[Records of labeled points]
——————————
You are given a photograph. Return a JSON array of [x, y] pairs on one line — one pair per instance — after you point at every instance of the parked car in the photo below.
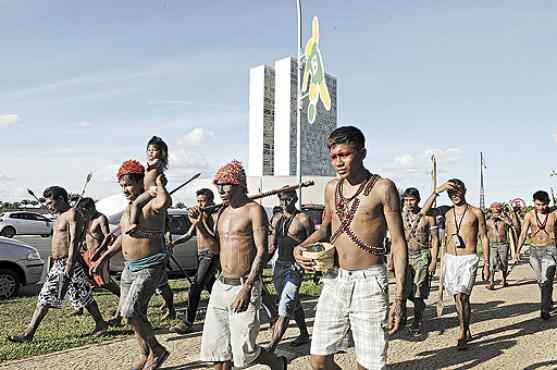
[[185, 254], [24, 223], [20, 265]]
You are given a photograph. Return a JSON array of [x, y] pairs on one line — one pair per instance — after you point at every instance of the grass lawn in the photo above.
[[60, 330]]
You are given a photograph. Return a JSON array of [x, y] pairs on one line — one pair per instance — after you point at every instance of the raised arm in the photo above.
[[162, 200]]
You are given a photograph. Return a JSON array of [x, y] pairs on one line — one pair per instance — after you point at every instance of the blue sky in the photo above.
[[85, 84]]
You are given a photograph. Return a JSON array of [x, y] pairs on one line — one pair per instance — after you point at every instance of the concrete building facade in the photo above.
[[272, 124]]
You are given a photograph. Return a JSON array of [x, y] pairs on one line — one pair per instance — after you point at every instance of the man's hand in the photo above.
[[306, 263], [161, 180], [485, 272], [241, 301], [395, 316], [445, 186], [390, 264]]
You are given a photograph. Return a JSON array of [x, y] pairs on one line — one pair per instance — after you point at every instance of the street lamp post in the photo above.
[[299, 104]]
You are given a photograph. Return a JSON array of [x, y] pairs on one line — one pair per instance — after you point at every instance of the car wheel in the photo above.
[[8, 232], [9, 283]]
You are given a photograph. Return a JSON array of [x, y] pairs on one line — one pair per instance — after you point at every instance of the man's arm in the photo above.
[[105, 229], [434, 243], [523, 235], [162, 200], [273, 240], [485, 243], [399, 250], [321, 235], [75, 228]]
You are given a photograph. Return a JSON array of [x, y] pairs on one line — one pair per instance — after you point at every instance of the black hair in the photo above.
[[347, 135], [86, 203], [459, 184], [56, 192], [541, 196], [160, 145], [412, 192], [135, 177], [207, 192]]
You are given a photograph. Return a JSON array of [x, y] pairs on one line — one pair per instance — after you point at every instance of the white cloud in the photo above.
[[8, 119], [85, 124], [196, 137], [406, 164]]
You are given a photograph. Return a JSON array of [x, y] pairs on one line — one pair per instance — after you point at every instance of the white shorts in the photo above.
[[353, 304], [460, 273]]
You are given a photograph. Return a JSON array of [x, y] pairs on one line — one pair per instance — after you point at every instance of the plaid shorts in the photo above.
[[79, 289], [353, 304]]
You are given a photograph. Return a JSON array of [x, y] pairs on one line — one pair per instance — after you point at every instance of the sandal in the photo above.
[[157, 362]]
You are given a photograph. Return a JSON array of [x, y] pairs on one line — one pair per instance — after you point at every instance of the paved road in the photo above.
[[508, 334]]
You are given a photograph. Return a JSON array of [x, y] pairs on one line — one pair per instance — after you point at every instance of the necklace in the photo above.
[[348, 206]]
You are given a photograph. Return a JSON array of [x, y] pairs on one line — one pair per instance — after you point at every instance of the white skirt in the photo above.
[[460, 273]]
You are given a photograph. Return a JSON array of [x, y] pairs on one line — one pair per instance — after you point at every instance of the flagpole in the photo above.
[[482, 193], [299, 105]]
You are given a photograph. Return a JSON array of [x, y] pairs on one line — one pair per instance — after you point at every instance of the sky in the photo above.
[[84, 85]]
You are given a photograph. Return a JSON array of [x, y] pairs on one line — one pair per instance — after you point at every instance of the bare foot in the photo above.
[[132, 228], [100, 329]]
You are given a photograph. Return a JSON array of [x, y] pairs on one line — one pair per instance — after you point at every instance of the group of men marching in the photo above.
[[234, 246]]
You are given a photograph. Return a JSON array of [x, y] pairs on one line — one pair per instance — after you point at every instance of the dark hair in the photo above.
[[459, 184], [207, 192], [135, 177], [541, 196], [86, 203], [56, 192], [412, 192], [347, 135], [160, 145]]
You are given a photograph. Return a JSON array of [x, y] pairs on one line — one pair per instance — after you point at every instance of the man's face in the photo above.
[[540, 206], [287, 201], [456, 196], [227, 192], [153, 152], [345, 159], [203, 201], [410, 203], [131, 189], [495, 212], [55, 205]]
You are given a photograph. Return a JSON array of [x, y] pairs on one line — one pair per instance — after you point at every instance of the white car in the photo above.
[[24, 223], [20, 265]]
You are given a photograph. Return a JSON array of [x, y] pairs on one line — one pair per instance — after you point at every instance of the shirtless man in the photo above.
[[361, 207], [290, 227], [202, 226], [146, 257], [498, 229], [420, 229], [541, 223], [66, 276], [232, 319], [463, 224]]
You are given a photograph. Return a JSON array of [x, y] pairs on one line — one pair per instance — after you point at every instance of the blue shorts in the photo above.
[[287, 283]]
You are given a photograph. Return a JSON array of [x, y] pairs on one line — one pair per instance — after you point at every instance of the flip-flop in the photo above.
[[300, 341], [157, 363], [19, 339]]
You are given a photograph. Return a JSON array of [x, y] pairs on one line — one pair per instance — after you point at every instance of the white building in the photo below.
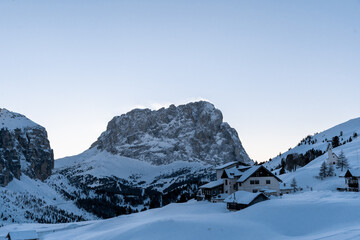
[[233, 177]]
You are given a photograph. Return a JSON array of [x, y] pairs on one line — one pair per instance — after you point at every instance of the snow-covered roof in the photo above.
[[23, 235], [221, 196], [251, 171], [248, 173], [242, 197], [355, 172], [283, 187], [225, 165], [213, 184], [232, 172]]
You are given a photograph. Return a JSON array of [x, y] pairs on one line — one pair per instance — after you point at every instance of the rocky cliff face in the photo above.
[[24, 148], [194, 132]]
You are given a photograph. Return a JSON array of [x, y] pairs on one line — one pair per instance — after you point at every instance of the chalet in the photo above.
[[352, 177], [332, 157], [212, 189], [286, 189], [219, 198], [236, 177], [242, 199], [259, 179], [23, 235], [220, 169]]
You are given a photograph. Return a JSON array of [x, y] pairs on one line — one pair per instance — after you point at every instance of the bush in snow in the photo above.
[[342, 162], [293, 184], [323, 171]]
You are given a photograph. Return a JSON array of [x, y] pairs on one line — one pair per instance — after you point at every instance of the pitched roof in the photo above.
[[354, 172], [23, 235], [221, 196], [213, 184], [225, 165], [232, 172], [252, 170], [242, 197]]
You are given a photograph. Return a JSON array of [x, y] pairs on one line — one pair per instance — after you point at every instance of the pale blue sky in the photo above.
[[278, 70]]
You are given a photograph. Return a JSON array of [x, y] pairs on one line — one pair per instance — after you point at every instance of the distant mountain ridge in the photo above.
[[24, 148], [345, 133], [194, 132]]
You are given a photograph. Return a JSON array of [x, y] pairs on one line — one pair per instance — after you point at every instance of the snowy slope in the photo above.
[[104, 164], [28, 200], [311, 215], [306, 176], [320, 140]]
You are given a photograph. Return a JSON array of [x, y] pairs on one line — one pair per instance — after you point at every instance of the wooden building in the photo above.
[[259, 179], [23, 235], [242, 199], [352, 177], [212, 189]]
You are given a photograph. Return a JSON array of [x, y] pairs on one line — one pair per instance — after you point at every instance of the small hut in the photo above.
[[242, 199]]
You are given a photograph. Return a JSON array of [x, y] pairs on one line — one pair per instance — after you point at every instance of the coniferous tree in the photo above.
[[335, 142], [330, 171], [323, 171], [293, 184], [342, 162]]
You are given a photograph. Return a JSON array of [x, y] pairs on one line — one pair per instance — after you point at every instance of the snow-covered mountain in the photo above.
[[24, 148], [346, 133], [148, 159], [26, 160], [194, 132]]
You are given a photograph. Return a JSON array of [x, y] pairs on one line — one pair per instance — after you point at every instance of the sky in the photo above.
[[278, 70]]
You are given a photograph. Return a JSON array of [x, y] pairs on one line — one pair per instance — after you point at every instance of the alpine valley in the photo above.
[[145, 159], [145, 169]]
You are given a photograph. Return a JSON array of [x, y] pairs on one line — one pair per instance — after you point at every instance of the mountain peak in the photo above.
[[193, 132], [11, 120]]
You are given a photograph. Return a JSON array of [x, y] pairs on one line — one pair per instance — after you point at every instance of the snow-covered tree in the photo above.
[[342, 162], [323, 171], [293, 184], [330, 171]]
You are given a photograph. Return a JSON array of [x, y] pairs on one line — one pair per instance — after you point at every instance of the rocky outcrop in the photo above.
[[194, 132], [24, 148]]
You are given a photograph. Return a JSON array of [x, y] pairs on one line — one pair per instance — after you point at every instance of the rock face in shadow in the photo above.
[[194, 132], [24, 148]]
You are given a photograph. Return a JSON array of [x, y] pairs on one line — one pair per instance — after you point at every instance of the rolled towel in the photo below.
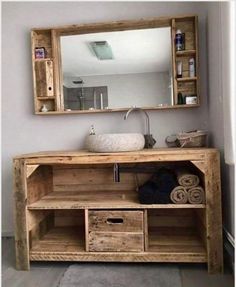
[[196, 195], [179, 195], [187, 179]]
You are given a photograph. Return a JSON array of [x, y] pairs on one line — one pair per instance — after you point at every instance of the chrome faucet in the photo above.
[[149, 140]]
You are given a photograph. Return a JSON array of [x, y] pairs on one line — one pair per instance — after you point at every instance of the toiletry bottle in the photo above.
[[44, 108], [191, 68], [179, 69], [92, 131], [178, 40], [180, 99]]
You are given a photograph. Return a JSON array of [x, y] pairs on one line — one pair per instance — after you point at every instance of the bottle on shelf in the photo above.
[[179, 69], [191, 67], [179, 40], [180, 99], [44, 108]]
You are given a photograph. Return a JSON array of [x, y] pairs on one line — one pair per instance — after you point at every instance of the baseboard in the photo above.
[[7, 234], [229, 249]]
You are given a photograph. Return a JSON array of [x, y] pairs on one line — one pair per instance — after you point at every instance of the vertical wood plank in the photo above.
[[145, 222], [214, 214], [86, 230], [56, 70], [197, 60], [21, 230], [173, 62]]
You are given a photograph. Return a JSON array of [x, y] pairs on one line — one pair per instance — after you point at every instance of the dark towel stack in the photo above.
[[158, 188]]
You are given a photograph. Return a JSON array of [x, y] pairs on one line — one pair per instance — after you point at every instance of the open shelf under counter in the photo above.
[[186, 79], [185, 53], [46, 98], [99, 200], [67, 244], [182, 241], [42, 59], [60, 239]]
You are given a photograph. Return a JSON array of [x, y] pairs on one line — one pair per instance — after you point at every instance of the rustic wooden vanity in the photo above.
[[68, 208]]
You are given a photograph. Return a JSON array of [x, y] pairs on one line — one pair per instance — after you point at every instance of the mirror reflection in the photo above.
[[118, 69]]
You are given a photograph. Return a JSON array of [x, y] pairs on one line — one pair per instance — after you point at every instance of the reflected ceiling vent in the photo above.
[[102, 50]]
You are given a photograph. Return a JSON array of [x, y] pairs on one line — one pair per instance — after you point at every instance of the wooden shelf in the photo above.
[[60, 239], [67, 243], [185, 53], [98, 200], [187, 79], [43, 59], [45, 98], [183, 241]]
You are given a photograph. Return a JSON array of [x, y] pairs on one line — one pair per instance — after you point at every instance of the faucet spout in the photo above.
[[149, 140]]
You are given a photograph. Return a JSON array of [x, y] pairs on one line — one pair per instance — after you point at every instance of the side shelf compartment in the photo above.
[[177, 231], [56, 232]]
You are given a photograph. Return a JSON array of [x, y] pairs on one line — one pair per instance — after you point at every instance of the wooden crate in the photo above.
[[115, 231]]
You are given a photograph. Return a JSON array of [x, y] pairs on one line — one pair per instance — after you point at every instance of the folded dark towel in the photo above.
[[165, 180], [158, 188], [147, 193]]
——————————
THE EXERCISE: Copy the records word for word, starting at the beginning and ending with the line that contains "[[272, 124]]", including both ends. Leave the pictures out of your answer.

TASK OUTPUT:
You are given a photograph. Return a JSON array of [x, y] pairs on one line — one pair per instance — after you point at every instance of the parked car in the photo below.
[[185, 254], [24, 223], [20, 265]]
You are given a photograph. Return a JSON array of [x, y] pairs on one line — one pair per instance — after you point at every instance of the grass lawn in the photo above.
[[60, 330]]
You are given a photograph. Return a JSON array of [x, y] pairs on one line — one pair per instance — after you point at every instance of the raised arm in the photo above.
[[162, 200]]
You are given a photograph. Return a JSON array of [x, y] pairs on one line — one pair per instance — after you point at every instance of the blue sky in the photo above.
[[85, 84]]
You are given a photograph. Return a JSON array of [x, y] pairs on one line — one pair per instance — after you point at every instance of the concrete building facade in the photo above.
[[272, 124]]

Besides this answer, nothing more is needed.